INSTRUCTIONS TO FOLLOW
Reproduce verbatim the lines of the records below, from the line containing "Rules: pick out each instance of the camel with" through the line containing "[[830, 633]]", both included.

_ _ _

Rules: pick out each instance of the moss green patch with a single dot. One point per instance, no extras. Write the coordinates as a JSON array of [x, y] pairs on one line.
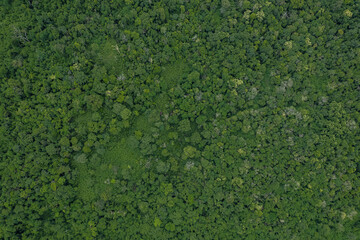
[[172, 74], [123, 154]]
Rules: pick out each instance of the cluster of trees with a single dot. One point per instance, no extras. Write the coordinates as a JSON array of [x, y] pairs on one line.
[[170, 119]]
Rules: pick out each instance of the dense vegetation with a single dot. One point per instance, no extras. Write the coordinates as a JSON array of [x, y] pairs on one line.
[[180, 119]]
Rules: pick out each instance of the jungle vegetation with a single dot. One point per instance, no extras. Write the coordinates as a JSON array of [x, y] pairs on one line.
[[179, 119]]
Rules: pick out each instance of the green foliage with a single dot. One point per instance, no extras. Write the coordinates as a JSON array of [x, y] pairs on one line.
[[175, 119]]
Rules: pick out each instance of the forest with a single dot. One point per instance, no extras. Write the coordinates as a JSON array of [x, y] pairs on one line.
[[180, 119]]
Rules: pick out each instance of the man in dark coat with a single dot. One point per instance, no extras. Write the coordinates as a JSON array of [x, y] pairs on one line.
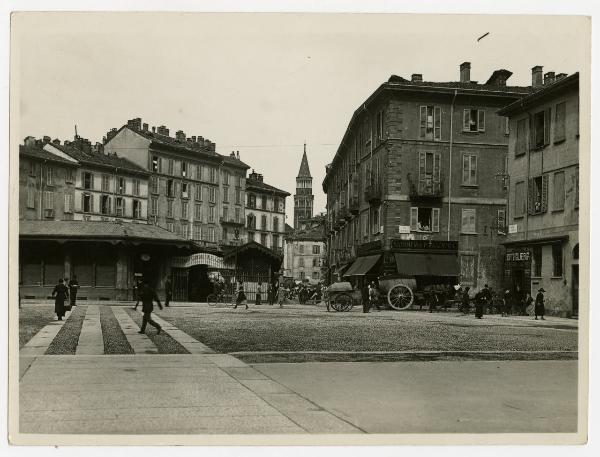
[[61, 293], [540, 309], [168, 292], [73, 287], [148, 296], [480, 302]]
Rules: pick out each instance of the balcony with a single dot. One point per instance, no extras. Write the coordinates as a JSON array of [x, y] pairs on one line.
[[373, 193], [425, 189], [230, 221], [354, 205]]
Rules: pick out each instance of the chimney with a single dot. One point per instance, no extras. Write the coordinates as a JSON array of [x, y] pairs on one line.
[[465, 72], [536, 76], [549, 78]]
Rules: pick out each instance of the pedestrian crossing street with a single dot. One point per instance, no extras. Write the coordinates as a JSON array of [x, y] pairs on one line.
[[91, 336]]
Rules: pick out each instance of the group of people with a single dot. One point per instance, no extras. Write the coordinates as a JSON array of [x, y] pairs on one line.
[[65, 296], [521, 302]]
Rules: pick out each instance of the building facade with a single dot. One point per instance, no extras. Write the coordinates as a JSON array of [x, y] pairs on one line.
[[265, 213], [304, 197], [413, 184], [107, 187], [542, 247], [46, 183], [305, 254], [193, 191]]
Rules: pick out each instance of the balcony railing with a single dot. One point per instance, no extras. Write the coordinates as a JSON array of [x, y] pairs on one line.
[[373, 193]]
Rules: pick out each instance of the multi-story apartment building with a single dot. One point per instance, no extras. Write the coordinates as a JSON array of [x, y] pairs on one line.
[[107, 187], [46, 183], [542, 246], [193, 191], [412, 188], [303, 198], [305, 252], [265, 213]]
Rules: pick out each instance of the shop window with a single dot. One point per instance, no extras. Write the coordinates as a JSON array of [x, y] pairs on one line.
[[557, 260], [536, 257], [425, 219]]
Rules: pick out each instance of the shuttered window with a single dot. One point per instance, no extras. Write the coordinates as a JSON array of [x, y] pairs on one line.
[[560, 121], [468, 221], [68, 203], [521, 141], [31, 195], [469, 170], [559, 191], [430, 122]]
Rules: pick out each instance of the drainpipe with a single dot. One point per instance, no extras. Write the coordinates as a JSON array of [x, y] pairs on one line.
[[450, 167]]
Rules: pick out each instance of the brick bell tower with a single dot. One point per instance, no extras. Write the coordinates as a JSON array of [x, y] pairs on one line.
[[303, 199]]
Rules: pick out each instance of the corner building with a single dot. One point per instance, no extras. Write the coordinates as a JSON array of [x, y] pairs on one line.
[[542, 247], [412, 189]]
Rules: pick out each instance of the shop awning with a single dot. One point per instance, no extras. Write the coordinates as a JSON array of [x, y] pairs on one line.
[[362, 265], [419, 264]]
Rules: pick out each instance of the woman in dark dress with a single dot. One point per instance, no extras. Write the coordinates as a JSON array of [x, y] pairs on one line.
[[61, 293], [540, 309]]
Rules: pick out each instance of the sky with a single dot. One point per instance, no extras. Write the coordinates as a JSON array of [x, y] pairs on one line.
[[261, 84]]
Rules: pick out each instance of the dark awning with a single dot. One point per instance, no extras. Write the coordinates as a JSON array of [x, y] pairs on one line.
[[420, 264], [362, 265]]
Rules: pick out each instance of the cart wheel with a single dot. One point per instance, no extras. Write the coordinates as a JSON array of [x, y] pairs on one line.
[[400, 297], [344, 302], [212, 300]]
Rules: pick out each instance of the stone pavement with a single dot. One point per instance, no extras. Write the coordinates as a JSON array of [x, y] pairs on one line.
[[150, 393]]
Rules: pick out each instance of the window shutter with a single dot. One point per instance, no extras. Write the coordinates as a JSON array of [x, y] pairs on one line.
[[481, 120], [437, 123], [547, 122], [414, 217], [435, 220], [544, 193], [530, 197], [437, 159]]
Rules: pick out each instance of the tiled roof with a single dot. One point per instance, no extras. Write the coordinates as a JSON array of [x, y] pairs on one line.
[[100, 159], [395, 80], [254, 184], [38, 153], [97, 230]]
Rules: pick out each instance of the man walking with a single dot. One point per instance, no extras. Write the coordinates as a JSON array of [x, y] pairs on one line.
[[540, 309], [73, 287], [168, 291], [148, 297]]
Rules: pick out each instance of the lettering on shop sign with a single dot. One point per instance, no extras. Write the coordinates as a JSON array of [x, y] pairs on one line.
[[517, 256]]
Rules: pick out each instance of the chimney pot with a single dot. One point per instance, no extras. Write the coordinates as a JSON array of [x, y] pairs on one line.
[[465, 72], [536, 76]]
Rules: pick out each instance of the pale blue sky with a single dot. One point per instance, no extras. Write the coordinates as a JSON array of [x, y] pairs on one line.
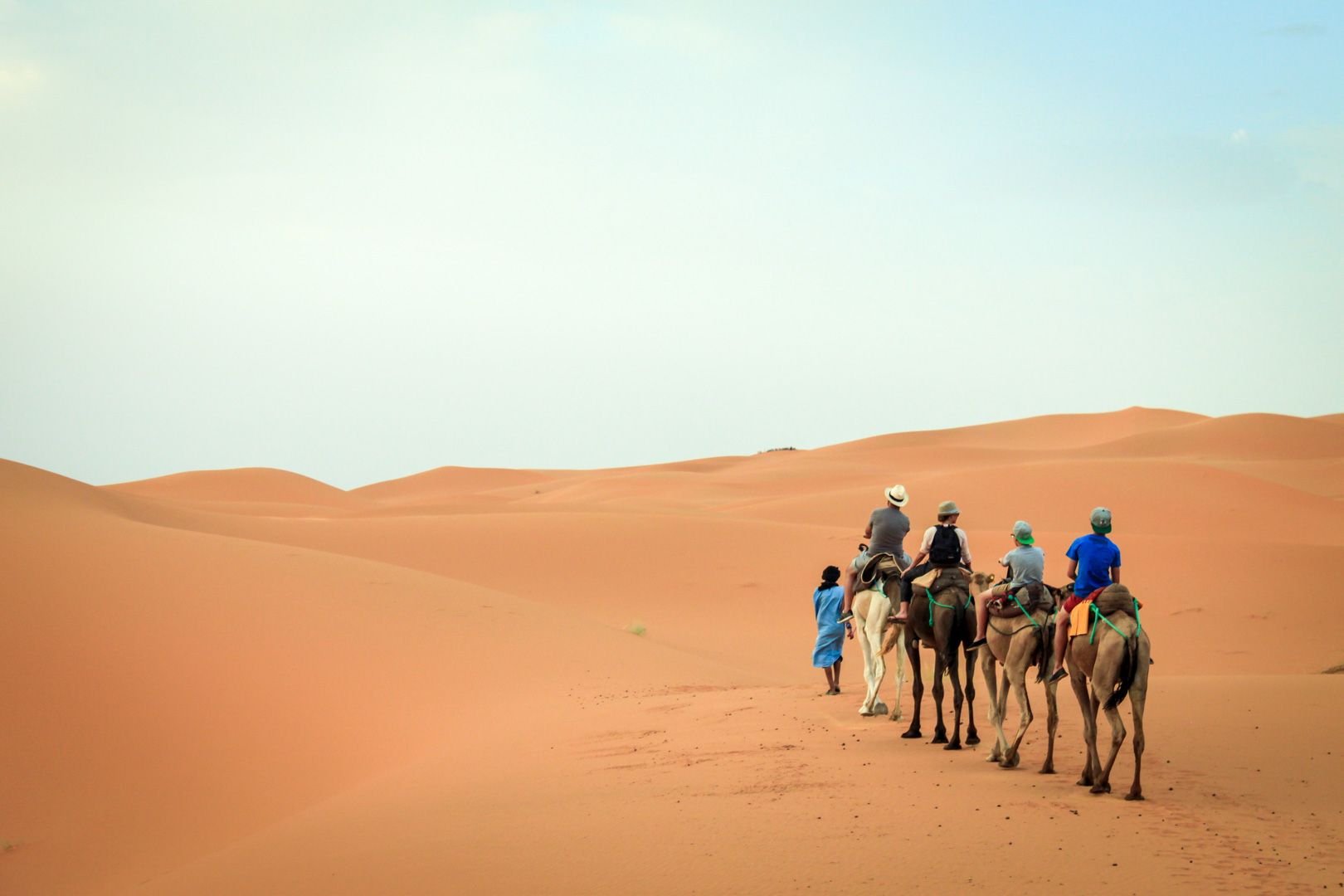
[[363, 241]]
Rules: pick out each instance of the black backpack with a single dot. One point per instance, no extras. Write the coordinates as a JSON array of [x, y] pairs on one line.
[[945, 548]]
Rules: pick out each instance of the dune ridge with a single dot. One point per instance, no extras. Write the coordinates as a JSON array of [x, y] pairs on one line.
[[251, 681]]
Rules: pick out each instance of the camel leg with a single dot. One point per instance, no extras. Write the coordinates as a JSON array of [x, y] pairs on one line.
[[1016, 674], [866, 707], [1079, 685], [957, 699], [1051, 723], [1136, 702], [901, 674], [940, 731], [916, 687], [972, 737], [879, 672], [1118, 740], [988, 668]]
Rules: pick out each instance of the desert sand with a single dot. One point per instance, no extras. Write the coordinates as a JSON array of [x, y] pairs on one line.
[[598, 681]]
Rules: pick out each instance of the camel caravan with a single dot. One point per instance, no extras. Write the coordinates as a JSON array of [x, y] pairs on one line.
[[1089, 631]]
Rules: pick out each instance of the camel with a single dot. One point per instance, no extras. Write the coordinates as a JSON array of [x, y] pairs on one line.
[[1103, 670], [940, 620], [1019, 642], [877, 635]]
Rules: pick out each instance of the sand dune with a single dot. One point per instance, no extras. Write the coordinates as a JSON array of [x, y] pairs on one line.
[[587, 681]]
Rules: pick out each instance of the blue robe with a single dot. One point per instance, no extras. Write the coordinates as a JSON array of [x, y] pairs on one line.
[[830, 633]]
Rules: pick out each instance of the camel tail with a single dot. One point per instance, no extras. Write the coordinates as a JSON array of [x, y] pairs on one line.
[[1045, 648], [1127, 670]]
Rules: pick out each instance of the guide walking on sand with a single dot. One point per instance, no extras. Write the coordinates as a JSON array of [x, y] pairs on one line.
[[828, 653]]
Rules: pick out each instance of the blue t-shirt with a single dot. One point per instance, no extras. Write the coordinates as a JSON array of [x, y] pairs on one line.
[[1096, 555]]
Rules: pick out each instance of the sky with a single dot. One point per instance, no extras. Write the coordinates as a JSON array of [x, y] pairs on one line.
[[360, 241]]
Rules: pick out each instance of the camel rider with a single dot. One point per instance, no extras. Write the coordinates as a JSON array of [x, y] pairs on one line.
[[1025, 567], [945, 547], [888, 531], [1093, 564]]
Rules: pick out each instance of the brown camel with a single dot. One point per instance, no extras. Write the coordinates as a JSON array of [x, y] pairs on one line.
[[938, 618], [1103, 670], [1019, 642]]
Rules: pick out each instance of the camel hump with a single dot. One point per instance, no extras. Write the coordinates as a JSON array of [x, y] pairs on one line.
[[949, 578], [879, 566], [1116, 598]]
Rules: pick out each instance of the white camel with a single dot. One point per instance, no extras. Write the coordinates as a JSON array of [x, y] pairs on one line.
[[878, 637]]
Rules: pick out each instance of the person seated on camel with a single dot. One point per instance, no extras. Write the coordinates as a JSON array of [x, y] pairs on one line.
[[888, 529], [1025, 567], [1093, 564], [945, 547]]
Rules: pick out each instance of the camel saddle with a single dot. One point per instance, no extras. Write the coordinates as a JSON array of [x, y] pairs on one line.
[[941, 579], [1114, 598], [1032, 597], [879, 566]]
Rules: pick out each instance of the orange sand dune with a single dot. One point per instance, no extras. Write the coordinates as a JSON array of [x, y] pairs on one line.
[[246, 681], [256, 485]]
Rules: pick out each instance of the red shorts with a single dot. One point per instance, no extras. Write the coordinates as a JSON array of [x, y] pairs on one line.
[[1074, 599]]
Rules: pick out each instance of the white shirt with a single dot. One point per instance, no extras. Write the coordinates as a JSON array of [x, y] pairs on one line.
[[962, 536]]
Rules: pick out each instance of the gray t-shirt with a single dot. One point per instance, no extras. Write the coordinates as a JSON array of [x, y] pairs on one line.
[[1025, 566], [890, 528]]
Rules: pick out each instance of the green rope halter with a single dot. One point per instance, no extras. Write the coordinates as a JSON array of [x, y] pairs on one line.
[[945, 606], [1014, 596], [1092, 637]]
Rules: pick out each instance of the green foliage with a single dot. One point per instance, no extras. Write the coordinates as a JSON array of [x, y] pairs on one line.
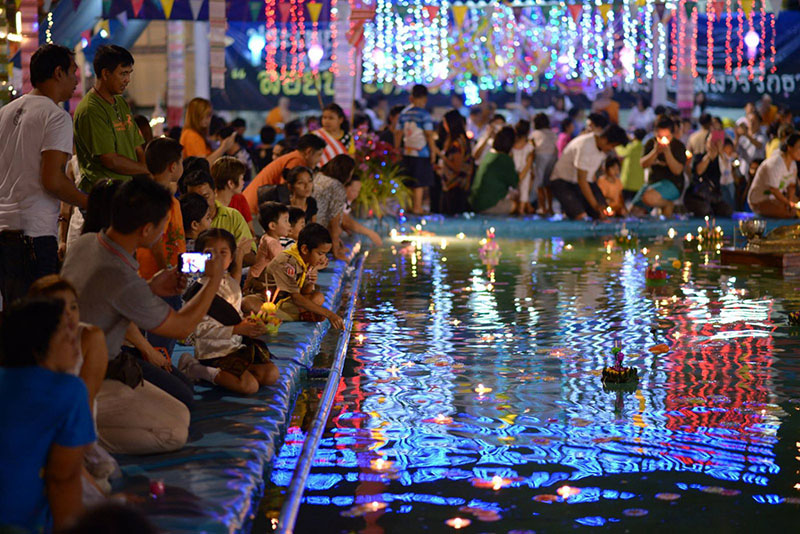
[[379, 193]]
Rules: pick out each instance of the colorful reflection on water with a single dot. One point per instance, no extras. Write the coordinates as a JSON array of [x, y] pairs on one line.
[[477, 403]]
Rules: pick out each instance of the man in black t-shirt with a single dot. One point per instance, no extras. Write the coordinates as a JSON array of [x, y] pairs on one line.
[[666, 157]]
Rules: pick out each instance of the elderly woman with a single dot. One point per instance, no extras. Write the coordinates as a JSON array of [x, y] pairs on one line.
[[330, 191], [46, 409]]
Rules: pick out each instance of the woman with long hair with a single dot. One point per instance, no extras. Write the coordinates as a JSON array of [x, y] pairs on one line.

_ _ _

WRITTEN ANSWER
Rules: pick out each instance of the camel with a single dot. One point per instance, no extras. Write the coordinates as a JSON array of [x, y] pairs on one line.
[[1103, 670], [940, 620], [1019, 642], [877, 635]]
Rules: pick out each instance of the sand dune with a single dot. One point per instance, no extras. Write the coordinates as a JSON array of [x, y] pairs on one line.
[[587, 681]]
Rules: pick out each instance of the blue robe with a single dot. One point per instance, no extras. Write the coordinates as a JSON array of [x, y] pairs on one line.
[[830, 633]]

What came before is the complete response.